▶ [Problem description]: What you give back should match the records word for word.
::: Provided data :::
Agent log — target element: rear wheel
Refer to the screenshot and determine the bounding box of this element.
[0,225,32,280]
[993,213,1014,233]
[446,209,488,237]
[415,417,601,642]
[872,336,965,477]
:::
▶ [Answer]:
Agent log — target element: rear wheel
Refer to the screenshot and determine the bounding box of this element.
[0,225,32,280]
[993,213,1014,233]
[446,209,488,237]
[415,417,601,642]
[872,336,965,477]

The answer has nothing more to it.